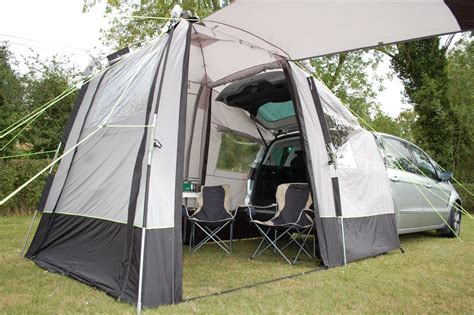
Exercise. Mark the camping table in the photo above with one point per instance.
(187, 195)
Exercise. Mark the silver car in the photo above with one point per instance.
(423, 196)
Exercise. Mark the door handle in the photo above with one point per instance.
(395, 179)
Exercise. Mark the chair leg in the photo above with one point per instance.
(275, 238)
(271, 243)
(302, 245)
(212, 235)
(191, 238)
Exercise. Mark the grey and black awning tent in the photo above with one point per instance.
(112, 212)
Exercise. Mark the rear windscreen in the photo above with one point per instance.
(272, 112)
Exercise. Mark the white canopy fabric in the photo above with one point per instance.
(300, 29)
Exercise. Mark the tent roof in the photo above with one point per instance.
(300, 29)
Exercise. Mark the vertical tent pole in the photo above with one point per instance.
(36, 211)
(142, 248)
(343, 241)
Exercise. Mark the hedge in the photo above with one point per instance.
(13, 173)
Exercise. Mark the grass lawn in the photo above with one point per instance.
(435, 275)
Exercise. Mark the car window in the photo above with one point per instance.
(398, 155)
(424, 163)
(237, 153)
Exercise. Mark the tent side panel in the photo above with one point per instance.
(319, 170)
(84, 231)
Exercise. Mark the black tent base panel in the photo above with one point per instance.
(89, 250)
(93, 251)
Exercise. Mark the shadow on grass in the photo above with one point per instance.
(210, 271)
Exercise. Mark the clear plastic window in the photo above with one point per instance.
(237, 153)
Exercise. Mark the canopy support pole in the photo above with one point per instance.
(341, 220)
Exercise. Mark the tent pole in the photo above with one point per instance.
(36, 211)
(28, 234)
(343, 241)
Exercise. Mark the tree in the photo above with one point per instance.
(22, 94)
(421, 66)
(461, 94)
(45, 80)
(346, 76)
(11, 94)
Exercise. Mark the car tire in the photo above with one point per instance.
(454, 221)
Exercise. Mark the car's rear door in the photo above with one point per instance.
(436, 193)
(403, 180)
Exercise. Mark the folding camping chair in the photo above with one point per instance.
(211, 216)
(292, 216)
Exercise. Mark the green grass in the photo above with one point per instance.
(435, 275)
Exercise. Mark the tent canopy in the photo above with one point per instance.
(301, 29)
(112, 212)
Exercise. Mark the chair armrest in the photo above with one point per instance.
(258, 207)
(187, 211)
(307, 212)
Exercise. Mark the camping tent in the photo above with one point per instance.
(112, 212)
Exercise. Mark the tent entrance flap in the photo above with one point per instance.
(266, 97)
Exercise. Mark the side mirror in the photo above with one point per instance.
(445, 176)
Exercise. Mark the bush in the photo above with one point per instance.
(467, 198)
(13, 173)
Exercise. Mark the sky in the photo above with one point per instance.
(58, 27)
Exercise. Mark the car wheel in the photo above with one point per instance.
(454, 222)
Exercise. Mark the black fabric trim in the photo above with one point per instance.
(86, 249)
(208, 138)
(300, 119)
(73, 115)
(193, 125)
(337, 196)
(463, 11)
(137, 171)
(319, 110)
(45, 193)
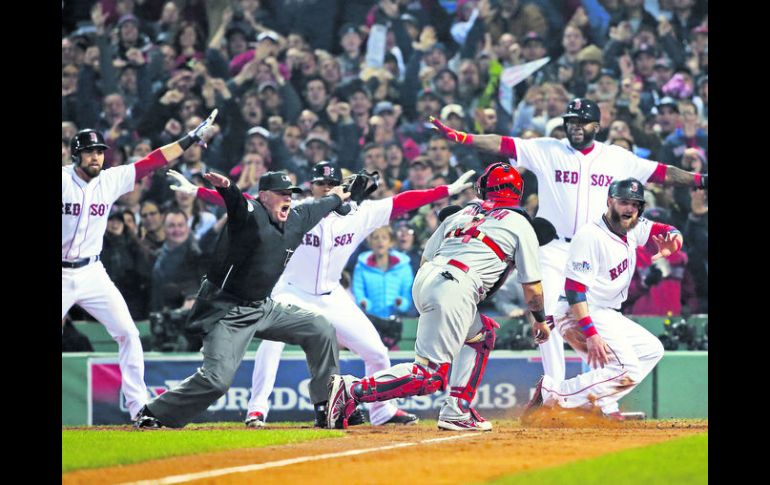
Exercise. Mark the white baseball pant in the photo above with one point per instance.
(354, 331)
(634, 352)
(91, 287)
(553, 260)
┄┄┄┄┄┄
Rewrite all the rows above as a numbered list with no blank lines, and leave the pictures out.

1. Exercise. Mark the camping table in the photo above with one point per instance.
2. (187, 195)
3. Exercise. Mark the silver car in the photo above with one point per instance.
4. (423, 196)
5. Exercise. Mark the door handle in the photo above with one point per instance.
6. (395, 179)
7. Exercise. Mark the chair leg in the photo above with one point per instance.
8. (275, 238)
9. (271, 243)
10. (302, 245)
11. (212, 235)
12. (191, 238)
13. Exercise. Mark the grey and black awning tent in the photo above with one point per instance.
14. (112, 212)
15. Exercise. Mark the rear windscreen in the photo above with one point per instance.
16. (272, 112)
17. Exercise. Mark the white canopy fabric in the photo above with one point per instance.
18. (300, 29)
19. Exercise. Mark the tent roof in the photo above with one point per instance.
20. (300, 29)
21. Exercise. Mark the vertical tent pole in the photo above with one point per instance.
22. (36, 211)
23. (142, 248)
24. (343, 241)
25. Exercise. Mark the hedge in the photo above with one point per instance.
26. (13, 173)
27. Exercise. Mark the grass lawn in the photo above with one point per instance.
28. (435, 275)
29. Exercise. Mark the car window in the photo above with one point per instance.
30. (398, 155)
31. (424, 163)
32. (237, 153)
33. Exercise. Mark the tent side panel in the photo above with one point per instance.
34. (319, 170)
35. (84, 231)
36. Exercise. Mark the black tent base panel in the photo above with one point per instance.
37. (89, 250)
38. (93, 251)
39. Exercise. Mark the shadow on grass in the photo above with one point per instance.
40. (210, 271)
41. Exercise. Mark the clear plastic window in the photo above with one point per instance.
42. (237, 153)
43. Exercise. Mark the canopy support pole in the photo above with one point per instance.
44. (341, 220)
45. Exercise. Mark the tent pole in the photo above with one point per instance.
46. (36, 211)
47. (28, 234)
48. (343, 241)
49. Exercise. Mark the tree in the photo above with one point per instance.
50. (22, 94)
51. (421, 66)
52. (461, 94)
53. (45, 80)
54. (346, 76)
55. (11, 94)
56. Exercise. Mark the car tire in the photo above with one point per instance.
57. (454, 221)
58. Exercise. Mark the car's rear door in the photo above with one point per instance.
59. (436, 193)
60. (403, 180)
61. Exercise. Mark the folding camping chair in the photo above with one point per instance.
62. (211, 216)
63. (292, 216)
64. Exercise. Mark the green grass in the photo above with one point per instance.
65. (435, 275)
66. Exercise. Mark the tent canopy in the photo above with one point per instance.
67. (301, 29)
68. (112, 212)
69. Exercise. Mark the chair armrest in the photo above with one point per instance.
70. (258, 207)
71. (187, 211)
72. (307, 212)
73. Exercise. Mark the camping tent in the photo above with one point per instance.
74. (112, 212)
75. Exercise. Mark the tent entrance flap in the photo above with one point per instance.
76. (266, 97)
77. Exercise. Mark the side mirror in the photo above with one point per instance.
78. (445, 176)
79. Exercise. Mark the bush in the photo above with one point per instance.
80. (467, 198)
81. (13, 173)
82. Exercise. Mark the sky in the photo above with one point per instance.
83. (58, 27)
84. Exercise. Mark the car wheel in the photo above with one point per instance.
85. (454, 222)
86. Exercise. Mark the black fabric trim in the photo above with one point per instance.
87. (86, 249)
88. (208, 138)
89. (300, 119)
90. (73, 115)
91. (193, 125)
92. (337, 196)
93. (463, 11)
94. (137, 171)
95. (319, 110)
96. (45, 193)
97. Exercise. Mark the white baseball pant in the photo above with one point per instance.
98. (354, 331)
99. (634, 352)
100. (91, 287)
101. (553, 260)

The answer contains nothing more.